## [WHAT NEEDS TO BE DONE]
Count the lines in the items below that contain the word "stabilizer". Reply with the number alone.

** start WORKING DATA **

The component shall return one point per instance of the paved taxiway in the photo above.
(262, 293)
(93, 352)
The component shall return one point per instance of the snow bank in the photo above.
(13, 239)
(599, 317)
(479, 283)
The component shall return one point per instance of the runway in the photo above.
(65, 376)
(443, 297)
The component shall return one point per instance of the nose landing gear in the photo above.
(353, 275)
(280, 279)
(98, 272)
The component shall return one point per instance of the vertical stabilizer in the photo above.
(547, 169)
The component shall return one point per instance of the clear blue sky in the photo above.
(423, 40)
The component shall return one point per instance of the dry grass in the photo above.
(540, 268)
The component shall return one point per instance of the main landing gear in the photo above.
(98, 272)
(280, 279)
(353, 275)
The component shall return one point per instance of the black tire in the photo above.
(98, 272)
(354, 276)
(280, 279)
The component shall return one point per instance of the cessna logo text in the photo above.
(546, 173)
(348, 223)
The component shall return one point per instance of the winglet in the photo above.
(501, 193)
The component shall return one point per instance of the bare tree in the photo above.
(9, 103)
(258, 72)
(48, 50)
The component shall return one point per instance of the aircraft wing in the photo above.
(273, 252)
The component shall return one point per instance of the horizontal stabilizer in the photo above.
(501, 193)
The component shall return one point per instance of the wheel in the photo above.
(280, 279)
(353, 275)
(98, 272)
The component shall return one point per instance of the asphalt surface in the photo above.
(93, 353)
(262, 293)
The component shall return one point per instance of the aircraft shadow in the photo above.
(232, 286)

** end WORKING DATA **
** start WORKING DATA **

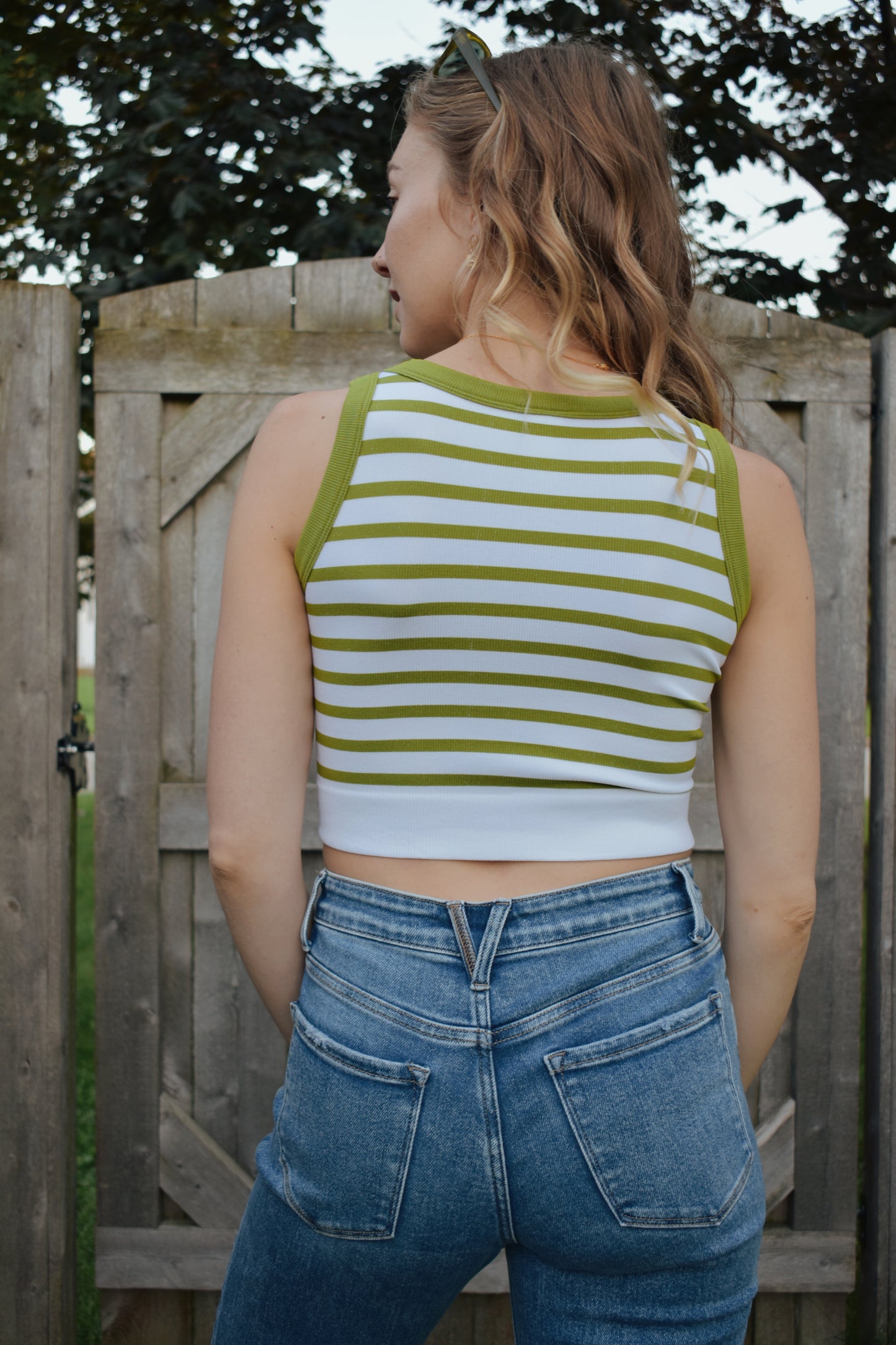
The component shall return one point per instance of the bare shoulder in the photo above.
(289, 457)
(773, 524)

** end WORKING DATA **
** start WORKING DATA **

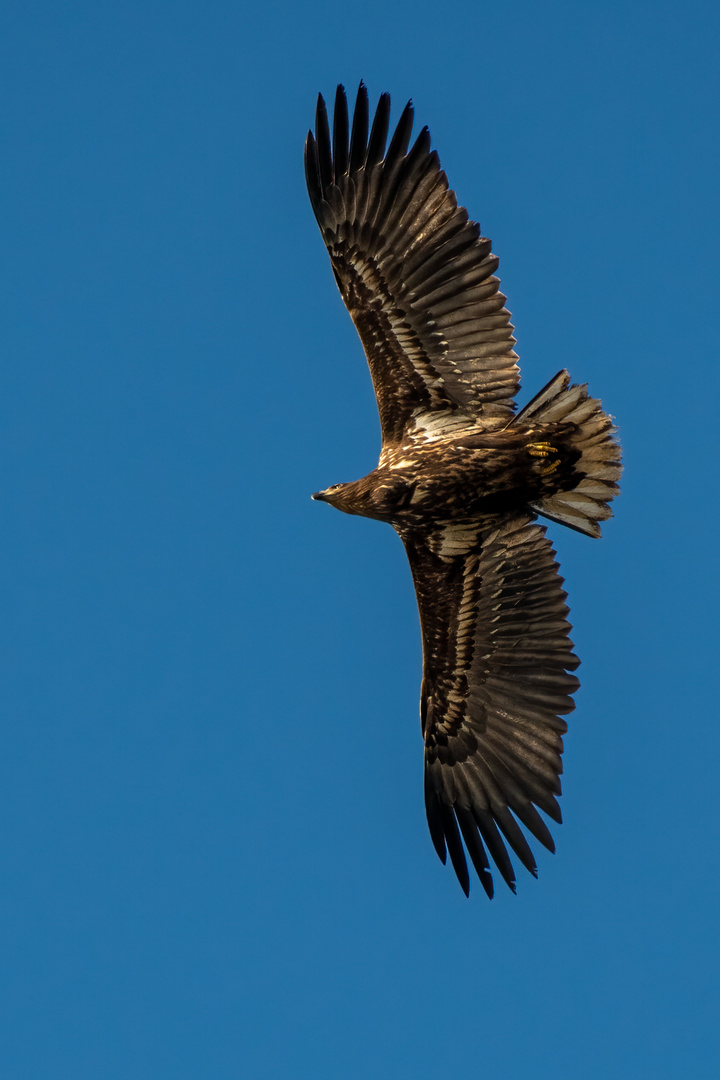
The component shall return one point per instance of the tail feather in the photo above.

** end WORKING DATA **

## [OUTPUT FOR THIS TASK]
2